## GIVEN INSTRUCTION 1
In the text on event duration datasets, what inter-annotator agreement does the TimeBank Duration dataset have for fine-grained classification?
## GIVEN INSTRUCTION 2
Quote the text on event duration datasets from "In addition to" up to and including "both oddly specific.".

The most recent prior work presents rule-based systems instead of machine learning-based
systems. Zhou et al. [13] defined a list of trigger words such as for, since, and on, which was
then used in conjunction with semantic role labeling (SRL) to identify temporal prepositional
phrases related to verbal events, and their system achieves 84.1% accuracy on coarse-grained
classification. Finally, Yang et al. [14] defined temporal patterns involving keywords such as
for, take, spend, last, lasting, duration, and period, and performs temporal pattern extraction,
achieving 76.9% on coarse-grained classification and 76.2% on fine-grained classification.
   These approaches have used two existing duration datasets: the McTaco dataset and the
TimeBank Duration dataset. McTaco was built by giving crowdsourcers a sentence and asking
them how long each event in the sentence lasted [15], which defined a possible range for
each event. However, it should be noted that the dataset contains only a few hundred event
durations. The TimeBank Duration dataset contains 58 news articles in which each event is
annotated with lower-bound and upper-bound duration [16]. However, the corpus has only a
44% inter-annotator agreement for fine-grained classification, which is quite low; this perhaps
is a result of the fact that determining the duration of an event can be highly subjective. The
reason why prior approaches have high accuracy when the agreement score is low is that they
use relaxed matching to evaluate their accuracy. For example, if the targeted event has [3 hours,
3 months] as lower and upper bound duration, a relaxed matching approach will accept the
system’s prediction as correct if the system’s output is hours, days, weeks, or months.
   In addition to low inter-annotator agreement, the TimeBank Duration dataset contains many
questionable annotations. First, many of the duration ranges seem to depend strongly on the
limited size of the corpus. The following example from the dataset indicates that think takes
from 3 months to 3 years, ignorance and fear take from 1 year to 20 years, both oddly specific.

(1)    “I think[3𝑀𝑂,3𝑌 ] , a sense of, of ignorance[1𝑌 ,20𝑌 ] about Islam, a fear[1𝑌 ,20𝑌 ] about who
       Muslims are...”

## Rows from a pointing dataset

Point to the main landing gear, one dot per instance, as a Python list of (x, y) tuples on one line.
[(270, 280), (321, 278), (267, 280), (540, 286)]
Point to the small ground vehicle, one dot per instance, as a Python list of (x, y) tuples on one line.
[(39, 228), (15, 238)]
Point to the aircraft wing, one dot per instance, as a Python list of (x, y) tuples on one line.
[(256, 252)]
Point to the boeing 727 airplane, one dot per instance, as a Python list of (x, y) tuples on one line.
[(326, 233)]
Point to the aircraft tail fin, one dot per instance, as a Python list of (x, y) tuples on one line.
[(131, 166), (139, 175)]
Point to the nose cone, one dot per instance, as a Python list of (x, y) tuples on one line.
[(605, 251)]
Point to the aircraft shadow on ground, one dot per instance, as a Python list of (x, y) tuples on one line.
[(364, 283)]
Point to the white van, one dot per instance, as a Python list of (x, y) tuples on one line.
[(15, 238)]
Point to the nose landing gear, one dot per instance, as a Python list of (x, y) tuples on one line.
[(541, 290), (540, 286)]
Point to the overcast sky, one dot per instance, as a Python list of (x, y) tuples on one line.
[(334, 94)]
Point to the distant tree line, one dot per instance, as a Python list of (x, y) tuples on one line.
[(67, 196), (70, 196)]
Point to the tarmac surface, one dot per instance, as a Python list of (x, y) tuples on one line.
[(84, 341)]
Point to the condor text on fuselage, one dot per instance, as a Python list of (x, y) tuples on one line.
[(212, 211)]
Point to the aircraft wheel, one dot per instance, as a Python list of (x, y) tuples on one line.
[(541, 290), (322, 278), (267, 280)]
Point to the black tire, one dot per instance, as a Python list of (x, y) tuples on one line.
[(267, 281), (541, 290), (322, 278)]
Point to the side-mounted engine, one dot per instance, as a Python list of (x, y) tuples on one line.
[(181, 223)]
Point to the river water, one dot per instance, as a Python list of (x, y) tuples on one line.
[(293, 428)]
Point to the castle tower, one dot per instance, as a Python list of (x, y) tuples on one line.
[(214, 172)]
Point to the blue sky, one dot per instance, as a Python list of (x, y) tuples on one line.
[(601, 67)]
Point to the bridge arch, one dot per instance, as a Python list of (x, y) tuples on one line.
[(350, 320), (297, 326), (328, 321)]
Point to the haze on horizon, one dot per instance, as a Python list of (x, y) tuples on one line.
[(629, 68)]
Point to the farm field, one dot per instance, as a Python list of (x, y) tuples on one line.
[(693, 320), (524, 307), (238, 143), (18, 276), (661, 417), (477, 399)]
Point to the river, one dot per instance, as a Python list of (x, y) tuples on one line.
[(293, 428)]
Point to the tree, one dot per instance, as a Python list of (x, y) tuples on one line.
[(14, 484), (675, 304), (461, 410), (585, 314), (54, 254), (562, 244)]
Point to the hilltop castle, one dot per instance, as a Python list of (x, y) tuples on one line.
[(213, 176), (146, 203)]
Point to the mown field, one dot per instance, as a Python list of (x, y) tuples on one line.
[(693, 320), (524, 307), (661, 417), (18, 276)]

## CORRECT RESULT 1
44%

## CORRECT RESULT 2
In addition to low inter-annotator agreement, the TimeBank Duration dataset contains many
questionable annotations. First, many of the duration ranges seem to depend strongly on the
limited size of the corpus. The following example from the dataset indicates that think takes
from 3 months to 3 years, ignorance and fear take from 1 year to 20 years, both oddly specific.